Repeat word for word everything from the line containing "Can you find the window" to the end of the listing, first and last lines included, and only that.
================
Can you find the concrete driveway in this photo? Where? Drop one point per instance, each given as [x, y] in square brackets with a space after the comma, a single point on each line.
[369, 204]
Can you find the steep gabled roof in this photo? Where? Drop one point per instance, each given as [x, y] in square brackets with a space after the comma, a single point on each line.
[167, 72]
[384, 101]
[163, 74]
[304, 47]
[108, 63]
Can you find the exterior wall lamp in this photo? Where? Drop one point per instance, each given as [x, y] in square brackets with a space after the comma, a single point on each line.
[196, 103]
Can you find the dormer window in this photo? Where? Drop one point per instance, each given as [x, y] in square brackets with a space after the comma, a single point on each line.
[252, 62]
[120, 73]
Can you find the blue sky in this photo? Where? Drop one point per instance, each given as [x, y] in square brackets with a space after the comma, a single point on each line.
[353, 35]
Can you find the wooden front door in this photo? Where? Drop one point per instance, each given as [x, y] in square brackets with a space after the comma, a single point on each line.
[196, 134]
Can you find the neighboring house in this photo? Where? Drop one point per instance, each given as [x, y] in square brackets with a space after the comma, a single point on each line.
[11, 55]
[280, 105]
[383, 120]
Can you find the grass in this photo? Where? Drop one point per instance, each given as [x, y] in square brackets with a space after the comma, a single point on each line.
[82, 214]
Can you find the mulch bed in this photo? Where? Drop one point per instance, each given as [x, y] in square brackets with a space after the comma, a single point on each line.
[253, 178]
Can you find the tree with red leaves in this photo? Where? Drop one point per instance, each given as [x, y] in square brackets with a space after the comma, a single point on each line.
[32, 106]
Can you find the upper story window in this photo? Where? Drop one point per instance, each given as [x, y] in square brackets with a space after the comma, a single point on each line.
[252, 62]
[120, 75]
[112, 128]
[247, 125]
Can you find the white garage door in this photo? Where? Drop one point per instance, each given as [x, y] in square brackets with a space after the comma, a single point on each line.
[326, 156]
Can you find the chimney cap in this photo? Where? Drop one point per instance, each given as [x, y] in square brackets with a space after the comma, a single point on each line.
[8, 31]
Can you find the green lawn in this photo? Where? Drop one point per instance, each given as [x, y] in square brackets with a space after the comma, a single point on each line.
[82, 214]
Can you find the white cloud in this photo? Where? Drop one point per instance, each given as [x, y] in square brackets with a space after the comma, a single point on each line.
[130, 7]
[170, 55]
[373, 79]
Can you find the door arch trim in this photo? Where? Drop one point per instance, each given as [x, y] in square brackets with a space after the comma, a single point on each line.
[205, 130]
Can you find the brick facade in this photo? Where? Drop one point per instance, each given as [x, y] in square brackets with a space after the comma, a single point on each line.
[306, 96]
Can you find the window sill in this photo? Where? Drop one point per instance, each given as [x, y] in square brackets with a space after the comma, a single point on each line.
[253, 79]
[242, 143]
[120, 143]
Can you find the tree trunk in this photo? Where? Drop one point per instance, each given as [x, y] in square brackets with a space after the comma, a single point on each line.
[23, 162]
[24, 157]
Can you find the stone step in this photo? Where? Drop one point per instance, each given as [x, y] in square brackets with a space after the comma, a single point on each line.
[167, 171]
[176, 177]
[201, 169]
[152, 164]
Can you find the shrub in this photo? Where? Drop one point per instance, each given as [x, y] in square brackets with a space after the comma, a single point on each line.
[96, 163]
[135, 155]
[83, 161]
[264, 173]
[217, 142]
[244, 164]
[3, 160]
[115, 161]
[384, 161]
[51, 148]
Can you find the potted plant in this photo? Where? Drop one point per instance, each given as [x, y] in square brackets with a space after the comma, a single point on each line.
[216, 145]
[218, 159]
================
## Correct response
Can you find the window sill in this photo? Where? Drop one point per instance, each given as [x, y] in square brackets with a space after the comma, a single point on each line.
[253, 79]
[242, 143]
[120, 143]
Can you find the tree trunk in this photo? Where? Drop one point per instance, each given as [x, y] in square brackets with a space after the comma, a single point on each line.
[23, 162]
[24, 157]
Can you find the stone step in this photo? Where? Drop one point per instance, each given as [x, y] in square brackets with a space after the comma, a single point on each line.
[167, 171]
[176, 177]
[201, 169]
[152, 164]
Can you find the shrub in this photo? Where? Drop one point per instance, each given as [x, y] in square brackets with a space after the comma, a single point on each line.
[96, 163]
[135, 155]
[83, 161]
[264, 173]
[217, 142]
[244, 164]
[3, 160]
[115, 161]
[384, 161]
[51, 148]
Can you find the potted plant in this photo? Where? Drop one point per instance, each given as [x, y] in square brackets with a space after the comma, a single point on each line.
[216, 145]
[218, 159]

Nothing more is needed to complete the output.